Any picture among the records should be left out, please; retype the rest exactly.
[start]
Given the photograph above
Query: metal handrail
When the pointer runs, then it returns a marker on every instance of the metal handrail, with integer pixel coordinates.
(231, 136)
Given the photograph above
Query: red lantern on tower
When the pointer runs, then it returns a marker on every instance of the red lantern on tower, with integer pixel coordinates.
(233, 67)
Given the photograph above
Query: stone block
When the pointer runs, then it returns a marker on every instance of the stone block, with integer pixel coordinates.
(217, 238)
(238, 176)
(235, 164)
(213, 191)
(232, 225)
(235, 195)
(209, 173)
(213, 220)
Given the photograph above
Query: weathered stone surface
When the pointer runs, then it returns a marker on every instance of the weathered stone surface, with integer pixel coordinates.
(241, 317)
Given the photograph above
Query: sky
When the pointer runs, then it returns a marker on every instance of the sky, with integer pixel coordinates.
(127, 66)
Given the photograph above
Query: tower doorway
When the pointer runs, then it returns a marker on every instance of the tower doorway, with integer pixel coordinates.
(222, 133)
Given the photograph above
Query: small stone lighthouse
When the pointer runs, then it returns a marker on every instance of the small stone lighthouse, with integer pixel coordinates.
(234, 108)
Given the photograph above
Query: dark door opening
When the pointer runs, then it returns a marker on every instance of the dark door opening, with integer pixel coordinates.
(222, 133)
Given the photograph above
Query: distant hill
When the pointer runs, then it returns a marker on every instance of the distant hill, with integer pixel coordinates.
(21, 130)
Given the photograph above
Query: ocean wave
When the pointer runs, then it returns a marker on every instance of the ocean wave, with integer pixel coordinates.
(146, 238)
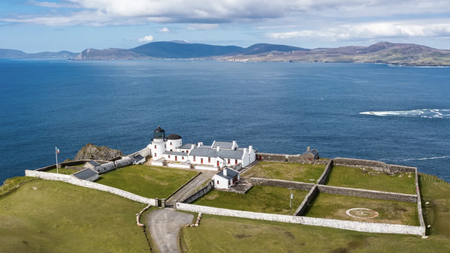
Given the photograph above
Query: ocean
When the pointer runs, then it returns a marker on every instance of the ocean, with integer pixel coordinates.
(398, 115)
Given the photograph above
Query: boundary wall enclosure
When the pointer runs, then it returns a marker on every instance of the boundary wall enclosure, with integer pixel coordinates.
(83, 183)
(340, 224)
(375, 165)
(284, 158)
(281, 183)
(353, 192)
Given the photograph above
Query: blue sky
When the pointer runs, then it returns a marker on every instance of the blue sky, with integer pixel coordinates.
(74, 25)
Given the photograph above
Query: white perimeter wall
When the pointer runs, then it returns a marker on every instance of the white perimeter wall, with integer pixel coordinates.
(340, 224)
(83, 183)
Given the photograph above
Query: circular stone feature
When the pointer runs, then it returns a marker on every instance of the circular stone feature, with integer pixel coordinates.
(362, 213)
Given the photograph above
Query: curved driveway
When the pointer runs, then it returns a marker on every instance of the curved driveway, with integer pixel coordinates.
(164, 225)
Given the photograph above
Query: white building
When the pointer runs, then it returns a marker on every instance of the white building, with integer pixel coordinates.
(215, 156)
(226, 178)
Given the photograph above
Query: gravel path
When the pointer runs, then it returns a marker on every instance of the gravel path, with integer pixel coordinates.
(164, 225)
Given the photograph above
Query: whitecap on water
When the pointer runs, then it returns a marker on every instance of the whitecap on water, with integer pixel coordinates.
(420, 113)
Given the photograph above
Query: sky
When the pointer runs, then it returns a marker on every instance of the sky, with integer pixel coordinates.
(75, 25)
[end]
→ Correct result:
Given the photograph above
Query: metal handrail
When the pointer runs, then it returns a marker on every instance of the metal handrail, with integer pixel coordinates.
(231, 136)
Given the photograph above
Query: red lantern on tower
When the pointer runs, then it returns a marker on every instance of the red lantern on tower, with integer pixel coordinates.
(233, 67)
Given the photograph above
Query: stone block
When the pointer runs, then it returns a marker on every instance of the stone block, with integer pixel coordinates.
(217, 238)
(238, 176)
(235, 164)
(213, 191)
(232, 225)
(235, 195)
(209, 173)
(213, 220)
Given the photograph above
Query: weathered stone surface
When the pointer runs, then it returns a marker on every instance of the weathered stone surface, with integer pixel coordinates.
(241, 317)
Given the photograph above
Query: sky
When the pointer runs, then it returns a marker on every instance of the sky, with integer pixel coordinates.
(127, 66)
Given the photograph above
Query: tower doorway
When the pointer runs, then it returns a marker on every instance of the tower doorway, with integer pixel coordinates.
(222, 133)
Given the photograph above
Query: small stone lighthouse
When the pointer runs, then it returns a marker on every instance of the small stone lighthouse, with integer pixel coordinates.
(234, 108)
Given the photograph above
Query: dark door opening
When the pointer runs, then it returns a marker on every instance of the dark door opening, with integer pixel coordinates.
(222, 133)
Given the photograph above
Query: distant hill
When the pointer runs, then it returns a marker on every instance of the distant hill, with integer pixel coordinates.
(21, 130)
Given the photograph above
Query: ocean wave
When the pointer runs, then it returns a marker on every instance of the ocean wave, with integer pixel coordinates.
(146, 238)
Given the photograph above
Query: ocean
When the pointer runs, then it returns a marker on every instance of the ocean, with integer pixel coordinates.
(398, 115)
Given the photograph above
Query: boundary wall enclosure
When the pointer runs, then it returns a marker on every instance of the boundary wall enclosure, with integer pixel coordinates.
(83, 183)
(340, 224)
(375, 165)
(284, 158)
(281, 183)
(353, 192)
Given the photograph above
Query: blue sky
When the pointer runs, then it returns a marker on every instance of the blue sky, with integer pixel coordinates.
(74, 25)
Given the photograph above
Query: white perimeter wall
When the pointer runs, then it returns a marker on every instance of the white perimeter wall, with integer pixel coordinates.
(340, 224)
(83, 183)
Given the photograph above
Query: circular stone feature
When the pointer runs, then it returns a marker on every instance of the circular stone feature, with integer pixel coordinates.
(362, 213)
Given the photograph above
Query: curved driveway
When the pointer runs, then it returns a marker on every instance of the curved driveway, with integer pixel coordinates.
(164, 225)
Given the photograph above
Query: white building
When the pointer runs, then it returns a marker on every instance of the white building, with integer pixel coordinates.
(215, 156)
(226, 178)
Given the photograph above
Query: gravel path
When the pointer runs, then it returns a marker on every instance of the gravel path, with integer pixel coordinates.
(164, 225)
Given the photograph above
Query: whitecap on water
When the pointer runs, then it returns a marker on every instance of the whitecap on water, with integer pixel coordinates.
(420, 113)
Given the photograph above
Query: sky
When the pointer runs, then it returns a marker on every instance of the sky, with integer pixel coordinates.
(75, 25)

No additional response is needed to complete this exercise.